WRITTEN PROBLEM A:
Please print the passage of the Indiana LLC text from "The aim of this" to "of the subject.".

The limited liability company is one of the most accommodating business structures available to domestic entrepreneurs. For all its accessibility, especially when it comes to its ability to sustain small Indiana businesses, the LLC structure still requires a clear understanding of the formation process.

The aim of this article is to provide basic information to prospective Indiana LLC owners, including:

  • The general structure of the LLC formation process;
  • Indiana state requirements for LLCs;
  • Business compliance steps for Indiana LLCs;
  • Filing fees in Indiana (one-time and recurring).

We will also provide our readers with other helpful links related to Indiana LLC formations and professional services for a more comprehensive understanding of the subject.

How to Form an LLC in Indiana: Step by Step

Step 1: Name your LLC

Naturally, the first major decision any future business owner needs to make about their Indiana LLC is its name. For LLC owners, the naming rules in Indiana won’t be that different from those imposed in other states, so as long as you do your research, you should be fine.

What you call your company won’t necessarily be used for your promotional material —there are fictitious LLC names for a reason—but it’s still important to find something that would reflect the core nature of your business.

According to Section 23-0.5-3-1 of the Indiana Code, all entities must choose a distinguishable name, i.e. a name that hasn’t been taken by another company already registered in Indiana, including assumed names.

Words You Have to Use Starting an LLC in Indiana

As per IC 23-0.5-3-2, the names of limited liability companies must reflect their business structure designation:

  • Limited liability company;
  • L.L.C.;
  • LLC.

Words You Can’t Use

Curiously, Indiana’s restrictions are a bit different from the standard list of forbidden words found in other states’ statutes. Here, the key rule comes in the form of restricting any association with banks unless an entity using such indicators in its name is, in fact, able to qualify as a financial institution of this type.

But if your LLC uses the word “bank” or its derivatives in violation of IC 28-1-20-4, the business may indeed be dissolved by the state of Indiana. As it stands, unless given explicit permission by the department of financial institutions, your LLC name can’t feature  the following words:

  • Bank;
  • Banc;
  • Banco;
  • Bankcor.

Aside from adhering to the “bank” rule, you might want to check whether the same regulations apply to other licensable occupations. If you need business licenses of a more specific nature, you might need to look into how the state handles such businesses.

Research the LLC Name You Want

For LLC name searches, you can use the state’s business search tool that allows you to look up other entities in the state of Indiana that might have the same or similar name as the one you’ve chosen for your company.

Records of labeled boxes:
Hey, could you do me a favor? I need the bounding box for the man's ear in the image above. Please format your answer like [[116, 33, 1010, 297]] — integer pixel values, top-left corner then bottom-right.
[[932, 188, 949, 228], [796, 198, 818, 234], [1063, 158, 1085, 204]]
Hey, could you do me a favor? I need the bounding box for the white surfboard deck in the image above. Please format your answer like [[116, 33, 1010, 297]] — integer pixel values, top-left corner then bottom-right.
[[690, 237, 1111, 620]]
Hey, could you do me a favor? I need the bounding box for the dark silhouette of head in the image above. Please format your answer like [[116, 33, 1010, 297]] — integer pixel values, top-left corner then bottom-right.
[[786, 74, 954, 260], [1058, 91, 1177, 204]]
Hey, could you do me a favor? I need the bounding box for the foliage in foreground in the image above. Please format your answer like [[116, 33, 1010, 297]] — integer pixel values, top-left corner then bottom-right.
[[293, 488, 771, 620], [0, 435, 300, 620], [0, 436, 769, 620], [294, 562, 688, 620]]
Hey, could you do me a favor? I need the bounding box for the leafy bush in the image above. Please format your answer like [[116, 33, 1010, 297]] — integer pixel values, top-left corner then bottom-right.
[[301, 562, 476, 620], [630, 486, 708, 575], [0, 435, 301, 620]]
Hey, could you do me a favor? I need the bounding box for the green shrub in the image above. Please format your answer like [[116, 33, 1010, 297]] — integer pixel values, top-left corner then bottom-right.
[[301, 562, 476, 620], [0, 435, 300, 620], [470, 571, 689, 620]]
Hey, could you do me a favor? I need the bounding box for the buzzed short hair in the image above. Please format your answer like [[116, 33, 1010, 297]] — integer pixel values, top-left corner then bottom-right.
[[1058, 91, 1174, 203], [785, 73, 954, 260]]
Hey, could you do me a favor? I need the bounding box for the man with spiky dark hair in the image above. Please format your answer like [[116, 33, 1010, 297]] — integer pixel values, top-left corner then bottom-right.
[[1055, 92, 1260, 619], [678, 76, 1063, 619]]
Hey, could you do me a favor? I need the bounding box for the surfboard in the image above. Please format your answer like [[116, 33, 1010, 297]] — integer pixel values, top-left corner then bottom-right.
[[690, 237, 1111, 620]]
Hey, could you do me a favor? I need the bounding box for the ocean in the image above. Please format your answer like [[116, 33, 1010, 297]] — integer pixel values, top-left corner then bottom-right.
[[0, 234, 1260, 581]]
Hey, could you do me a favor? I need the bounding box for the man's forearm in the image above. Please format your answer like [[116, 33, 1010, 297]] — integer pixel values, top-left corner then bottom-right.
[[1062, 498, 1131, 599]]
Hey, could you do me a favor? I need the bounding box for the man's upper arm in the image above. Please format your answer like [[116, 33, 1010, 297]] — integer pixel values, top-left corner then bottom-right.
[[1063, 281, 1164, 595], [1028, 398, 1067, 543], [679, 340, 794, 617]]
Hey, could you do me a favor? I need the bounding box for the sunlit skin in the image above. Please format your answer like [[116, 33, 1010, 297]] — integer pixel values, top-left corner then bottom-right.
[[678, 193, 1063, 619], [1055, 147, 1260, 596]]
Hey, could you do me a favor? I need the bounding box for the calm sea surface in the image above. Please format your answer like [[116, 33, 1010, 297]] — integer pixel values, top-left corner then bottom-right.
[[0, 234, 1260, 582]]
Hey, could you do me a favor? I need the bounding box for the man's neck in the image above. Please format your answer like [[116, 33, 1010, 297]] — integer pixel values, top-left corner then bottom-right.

WRITTEN PROBLEM B:
Change "bounding box" to "enclosing box" in the records from their first line through the line with "[[1055, 92, 1260, 619], [678, 76, 1063, 619]]", both included. Return only those lines, with nothing else altered.

CORRECT RESPONSE A:
The aim of this article is to provide basic information to prospective Indiana LLC owners, including:

  • The general structure of the LLC formation process;
  • Indiana state requirements for LLCs;
  • Business compliance steps for Indiana LLCs;
  • Filing fees in Indiana (one-time and recurring).

We will also provide our readers with other helpful links related to Indiana LLC formations and professional services for a more comprehensive understanding of the subject.

CORRECT RESPONSE B:
Hey, could you do me a favor? I need the enclosing box for the man's ear in the image above. Please format your answer like [[116, 33, 1010, 297]] — integer pixel values, top-left corner then bottom-right.
[[932, 188, 949, 228], [796, 198, 818, 234], [1063, 158, 1085, 204]]
Hey, could you do me a favor? I need the enclosing box for the white surfboard deck in the image above. Please format your answer like [[116, 33, 1010, 297]] — integer pixel values, top-left corner then bottom-right.
[[690, 237, 1111, 620]]
Hey, could you do me a favor? I need the enclosing box for the dark silhouette of head in the image above. Please format your answer like [[116, 33, 1010, 297]] — integer pixel values, top-left corner then bottom-right.
[[786, 74, 954, 260], [1058, 91, 1177, 204]]
Hey, could you do me a favor? I need the enclosing box for the foliage in foreground in the image above. Please format your answer like [[116, 33, 1010, 297]] — integer pixel values, top-left corner then bottom-right.
[[293, 488, 771, 620], [0, 435, 300, 620], [0, 436, 769, 620], [294, 562, 688, 620]]
Hey, could you do me a favor? I need the enclosing box for the leafy bush in the image above. Please format your answer like [[116, 33, 1010, 297]] — integer pixel values, top-left corner then bottom-right.
[[301, 562, 476, 620], [630, 486, 708, 575], [0, 435, 301, 620]]
Hey, could you do me a favor? I need the enclosing box for the green shrub in the image above. Please format your answer like [[116, 33, 1010, 297]] — integer pixel values, top-left corner then bottom-right.
[[301, 562, 476, 620], [0, 435, 300, 620], [470, 571, 689, 620]]
Hey, could you do me a favor? I need the enclosing box for the buzzed short hair in the image above. Please format your answer like [[116, 33, 1010, 297]] — integer pixel values, top-left corner then bottom-right.
[[1058, 91, 1174, 203], [785, 73, 954, 260]]
Hey, could you do me a favor? I need the enclosing box for the man with spiky dark hair in the image above. Please format your answer like [[116, 33, 1010, 297]] — integer pixel values, top-left corner then bottom-right.
[[1055, 92, 1260, 619], [678, 76, 1063, 619]]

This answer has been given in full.